[Start of section]

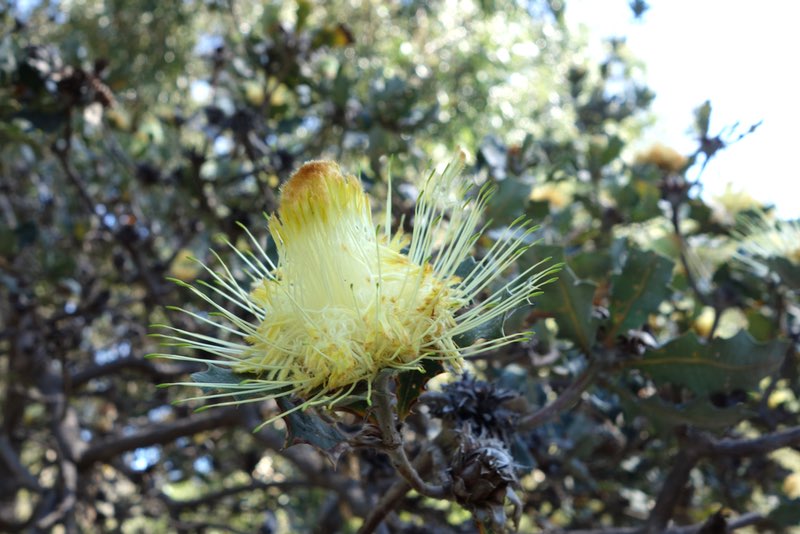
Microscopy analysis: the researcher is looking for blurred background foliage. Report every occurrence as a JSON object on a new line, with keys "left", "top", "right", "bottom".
{"left": 1, "top": 0, "right": 799, "bottom": 532}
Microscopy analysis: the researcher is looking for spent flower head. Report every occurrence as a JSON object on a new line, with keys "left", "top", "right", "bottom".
{"left": 152, "top": 155, "right": 556, "bottom": 425}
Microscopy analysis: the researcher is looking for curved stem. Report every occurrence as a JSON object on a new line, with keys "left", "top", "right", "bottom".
{"left": 517, "top": 361, "right": 598, "bottom": 432}
{"left": 357, "top": 446, "right": 435, "bottom": 534}
{"left": 372, "top": 372, "right": 449, "bottom": 500}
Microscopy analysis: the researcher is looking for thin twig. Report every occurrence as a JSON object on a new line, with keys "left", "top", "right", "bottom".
{"left": 161, "top": 479, "right": 307, "bottom": 510}
{"left": 517, "top": 361, "right": 598, "bottom": 431}
{"left": 700, "top": 425, "right": 800, "bottom": 456}
{"left": 644, "top": 448, "right": 700, "bottom": 533}
{"left": 77, "top": 408, "right": 240, "bottom": 468}
{"left": 358, "top": 445, "right": 436, "bottom": 534}
{"left": 0, "top": 434, "right": 41, "bottom": 491}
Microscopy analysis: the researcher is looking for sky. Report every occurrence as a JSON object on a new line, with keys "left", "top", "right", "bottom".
{"left": 566, "top": 0, "right": 799, "bottom": 218}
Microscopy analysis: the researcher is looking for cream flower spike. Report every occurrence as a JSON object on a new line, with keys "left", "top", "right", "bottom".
{"left": 735, "top": 211, "right": 800, "bottom": 265}
{"left": 152, "top": 155, "right": 556, "bottom": 426}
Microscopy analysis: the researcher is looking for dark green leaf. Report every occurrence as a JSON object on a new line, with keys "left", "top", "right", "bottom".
{"left": 615, "top": 384, "right": 752, "bottom": 433}
{"left": 746, "top": 310, "right": 778, "bottom": 342}
{"left": 510, "top": 434, "right": 535, "bottom": 470}
{"left": 606, "top": 247, "right": 673, "bottom": 341}
{"left": 526, "top": 199, "right": 551, "bottom": 220}
{"left": 602, "top": 135, "right": 624, "bottom": 166}
{"left": 191, "top": 364, "right": 248, "bottom": 390}
{"left": 454, "top": 256, "right": 478, "bottom": 280}
{"left": 453, "top": 309, "right": 505, "bottom": 349}
{"left": 276, "top": 397, "right": 348, "bottom": 465}
{"left": 13, "top": 109, "right": 69, "bottom": 133}
{"left": 570, "top": 249, "right": 612, "bottom": 283}
{"left": 484, "top": 177, "right": 531, "bottom": 227}
{"left": 767, "top": 256, "right": 800, "bottom": 289}
{"left": 768, "top": 498, "right": 800, "bottom": 527}
{"left": 15, "top": 221, "right": 38, "bottom": 249}
{"left": 395, "top": 359, "right": 444, "bottom": 420}
{"left": 629, "top": 331, "right": 787, "bottom": 396}
{"left": 525, "top": 245, "right": 597, "bottom": 353}
{"left": 190, "top": 365, "right": 266, "bottom": 403}
{"left": 0, "top": 225, "right": 15, "bottom": 257}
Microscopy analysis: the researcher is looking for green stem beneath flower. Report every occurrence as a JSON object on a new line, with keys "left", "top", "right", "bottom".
{"left": 372, "top": 372, "right": 449, "bottom": 500}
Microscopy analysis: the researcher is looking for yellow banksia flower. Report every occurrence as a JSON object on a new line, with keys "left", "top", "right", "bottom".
{"left": 635, "top": 143, "right": 687, "bottom": 174}
{"left": 529, "top": 182, "right": 574, "bottom": 209}
{"left": 153, "top": 155, "right": 556, "bottom": 424}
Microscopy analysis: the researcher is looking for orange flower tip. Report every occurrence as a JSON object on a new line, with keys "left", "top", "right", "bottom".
{"left": 281, "top": 160, "right": 343, "bottom": 204}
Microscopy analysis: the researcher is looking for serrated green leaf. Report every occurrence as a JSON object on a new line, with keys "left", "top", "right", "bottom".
{"left": 525, "top": 245, "right": 597, "bottom": 353}
{"left": 453, "top": 310, "right": 505, "bottom": 348}
{"left": 614, "top": 384, "right": 752, "bottom": 433}
{"left": 606, "top": 247, "right": 673, "bottom": 342}
{"left": 454, "top": 256, "right": 478, "bottom": 280}
{"left": 395, "top": 359, "right": 444, "bottom": 420}
{"left": 569, "top": 249, "right": 612, "bottom": 283}
{"left": 542, "top": 269, "right": 597, "bottom": 353}
{"left": 275, "top": 397, "right": 348, "bottom": 465}
{"left": 191, "top": 364, "right": 244, "bottom": 388}
{"left": 190, "top": 364, "right": 261, "bottom": 402}
{"left": 629, "top": 331, "right": 787, "bottom": 396}
{"left": 484, "top": 177, "right": 531, "bottom": 227}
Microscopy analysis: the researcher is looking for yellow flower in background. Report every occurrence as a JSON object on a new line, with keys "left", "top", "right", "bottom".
{"left": 153, "top": 155, "right": 556, "bottom": 424}
{"left": 168, "top": 248, "right": 202, "bottom": 282}
{"left": 635, "top": 143, "right": 687, "bottom": 174}
{"left": 710, "top": 183, "right": 761, "bottom": 226}
{"left": 529, "top": 182, "right": 574, "bottom": 209}
{"left": 784, "top": 472, "right": 800, "bottom": 499}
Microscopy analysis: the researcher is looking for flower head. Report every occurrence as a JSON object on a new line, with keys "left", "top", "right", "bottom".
{"left": 153, "top": 156, "right": 555, "bottom": 423}
{"left": 635, "top": 143, "right": 687, "bottom": 174}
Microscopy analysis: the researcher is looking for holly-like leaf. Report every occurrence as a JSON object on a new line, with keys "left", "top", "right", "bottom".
{"left": 526, "top": 245, "right": 597, "bottom": 353}
{"left": 614, "top": 384, "right": 753, "bottom": 433}
{"left": 395, "top": 359, "right": 444, "bottom": 420}
{"left": 628, "top": 331, "right": 787, "bottom": 396}
{"left": 188, "top": 364, "right": 266, "bottom": 404}
{"left": 191, "top": 363, "right": 248, "bottom": 390}
{"left": 483, "top": 177, "right": 532, "bottom": 227}
{"left": 606, "top": 247, "right": 673, "bottom": 342}
{"left": 276, "top": 397, "right": 348, "bottom": 465}
{"left": 453, "top": 307, "right": 507, "bottom": 349}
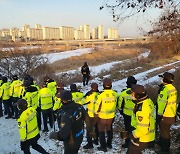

[End of section]

> _EXERCISE PROMPT_: Strip out the images, then output the records above word for word.

> _WRITTEN SOLUTION_:
Microscopy analysis: the researcher is looking for blurred background foliage. Report every occurrence as a JSON object on a new line, with keys "left", "top", "right", "bottom".
{"left": 1, "top": 0, "right": 799, "bottom": 532}
Microscopy analysis: the researcher is looking for spent flower head. Report every occurrence as a JSON object on a new line, with keys "left", "top", "right", "bottom".
{"left": 152, "top": 155, "right": 556, "bottom": 425}
Microscopy analysis: the researcher is looking for curved stem. Report every occurrence as a JSON object on a new line, with keys "left", "top", "right", "bottom".
{"left": 517, "top": 361, "right": 598, "bottom": 432}
{"left": 357, "top": 446, "right": 435, "bottom": 534}
{"left": 372, "top": 372, "right": 449, "bottom": 500}
Microscopy analysis: the researcher is looking for thin twig. Report every occurrence as a JSON object on a new line, with keys "left", "top", "right", "bottom".
{"left": 161, "top": 479, "right": 307, "bottom": 510}
{"left": 517, "top": 361, "right": 598, "bottom": 431}
{"left": 700, "top": 425, "right": 800, "bottom": 456}
{"left": 644, "top": 448, "right": 700, "bottom": 533}
{"left": 77, "top": 408, "right": 240, "bottom": 468}
{"left": 358, "top": 445, "right": 436, "bottom": 534}
{"left": 0, "top": 434, "right": 41, "bottom": 491}
Microscopy analysis: the researcher is looking for sky. Report every occurrence as a JSON object on a new line, with keys "left", "top", "right", "bottom".
{"left": 566, "top": 0, "right": 799, "bottom": 218}
Microscopy analysis: the researcher is looking for cream flower spike. Report every occurrence as a JSON object on a new line, with keys "left", "top", "right", "bottom".
{"left": 735, "top": 211, "right": 800, "bottom": 265}
{"left": 152, "top": 155, "right": 556, "bottom": 426}
Microscopy analysis: the researcher is looking for dark green leaf. Report every occurrence as a JSON object on a new line, with keys "left", "top", "right", "bottom".
{"left": 615, "top": 384, "right": 752, "bottom": 433}
{"left": 746, "top": 310, "right": 778, "bottom": 342}
{"left": 510, "top": 434, "right": 535, "bottom": 470}
{"left": 606, "top": 247, "right": 673, "bottom": 341}
{"left": 526, "top": 199, "right": 551, "bottom": 220}
{"left": 602, "top": 135, "right": 624, "bottom": 166}
{"left": 191, "top": 364, "right": 248, "bottom": 390}
{"left": 454, "top": 256, "right": 478, "bottom": 280}
{"left": 453, "top": 309, "right": 505, "bottom": 349}
{"left": 276, "top": 397, "right": 348, "bottom": 465}
{"left": 13, "top": 109, "right": 69, "bottom": 133}
{"left": 570, "top": 249, "right": 612, "bottom": 283}
{"left": 484, "top": 177, "right": 531, "bottom": 227}
{"left": 767, "top": 256, "right": 800, "bottom": 289}
{"left": 768, "top": 498, "right": 800, "bottom": 527}
{"left": 15, "top": 221, "right": 38, "bottom": 249}
{"left": 395, "top": 359, "right": 444, "bottom": 420}
{"left": 629, "top": 331, "right": 787, "bottom": 396}
{"left": 525, "top": 245, "right": 597, "bottom": 353}
{"left": 190, "top": 365, "right": 266, "bottom": 403}
{"left": 0, "top": 225, "right": 15, "bottom": 257}
Microscopy analysis: the researcher is looking for green stem beneath flower. Report every occurrence as a JSON object on a new line, with keys "left", "top", "right", "bottom".
{"left": 372, "top": 372, "right": 449, "bottom": 500}
Microscopy analysis: the researcher is looking for yellow banksia flower. Report every occurrence as a JSON object on a new line, with keys "left", "top", "right", "bottom".
{"left": 635, "top": 143, "right": 687, "bottom": 174}
{"left": 529, "top": 182, "right": 574, "bottom": 209}
{"left": 153, "top": 155, "right": 556, "bottom": 424}
Microscopy analysis: the researcher is looking for orange flower tip. Report every occurrence as a JSON object on a new line, with keys "left", "top", "right", "bottom".
{"left": 281, "top": 160, "right": 343, "bottom": 204}
Microscopy analysis: the researcher is looking for serrated green leaf. Report every occurrence as a JSON object on a new line, with keys "left", "top", "right", "bottom".
{"left": 525, "top": 245, "right": 597, "bottom": 353}
{"left": 453, "top": 310, "right": 505, "bottom": 348}
{"left": 614, "top": 384, "right": 752, "bottom": 433}
{"left": 606, "top": 247, "right": 673, "bottom": 342}
{"left": 454, "top": 256, "right": 478, "bottom": 280}
{"left": 395, "top": 359, "right": 444, "bottom": 420}
{"left": 569, "top": 249, "right": 612, "bottom": 283}
{"left": 542, "top": 269, "right": 597, "bottom": 353}
{"left": 275, "top": 397, "right": 348, "bottom": 465}
{"left": 191, "top": 364, "right": 244, "bottom": 388}
{"left": 190, "top": 364, "right": 261, "bottom": 402}
{"left": 629, "top": 331, "right": 787, "bottom": 396}
{"left": 484, "top": 177, "right": 531, "bottom": 227}
Microscopy analysis: the researcher is looking for yellow flower in background. Report every occurrence as a JSON object on a new line, with keys "left", "top", "right", "bottom".
{"left": 153, "top": 155, "right": 556, "bottom": 424}
{"left": 168, "top": 248, "right": 202, "bottom": 282}
{"left": 635, "top": 143, "right": 687, "bottom": 174}
{"left": 710, "top": 183, "right": 761, "bottom": 226}
{"left": 529, "top": 182, "right": 574, "bottom": 209}
{"left": 784, "top": 472, "right": 800, "bottom": 499}
Microscopy analysis: the researcher is looking for flower head. Report every occurrence as a JSON object on a new line, with keys "left", "top", "right", "bottom".
{"left": 153, "top": 156, "right": 555, "bottom": 423}
{"left": 635, "top": 143, "right": 687, "bottom": 174}
Microscopy analysis: the researcher is looking for holly-like leaf. Report every occurrence as a JSON object on a new line, with keys "left", "top", "right", "bottom".
{"left": 526, "top": 245, "right": 597, "bottom": 353}
{"left": 614, "top": 384, "right": 753, "bottom": 433}
{"left": 395, "top": 359, "right": 444, "bottom": 420}
{"left": 628, "top": 331, "right": 787, "bottom": 396}
{"left": 188, "top": 364, "right": 266, "bottom": 404}
{"left": 191, "top": 363, "right": 248, "bottom": 390}
{"left": 483, "top": 177, "right": 532, "bottom": 227}
{"left": 606, "top": 247, "right": 673, "bottom": 342}
{"left": 276, "top": 397, "right": 348, "bottom": 465}
{"left": 453, "top": 307, "right": 507, "bottom": 349}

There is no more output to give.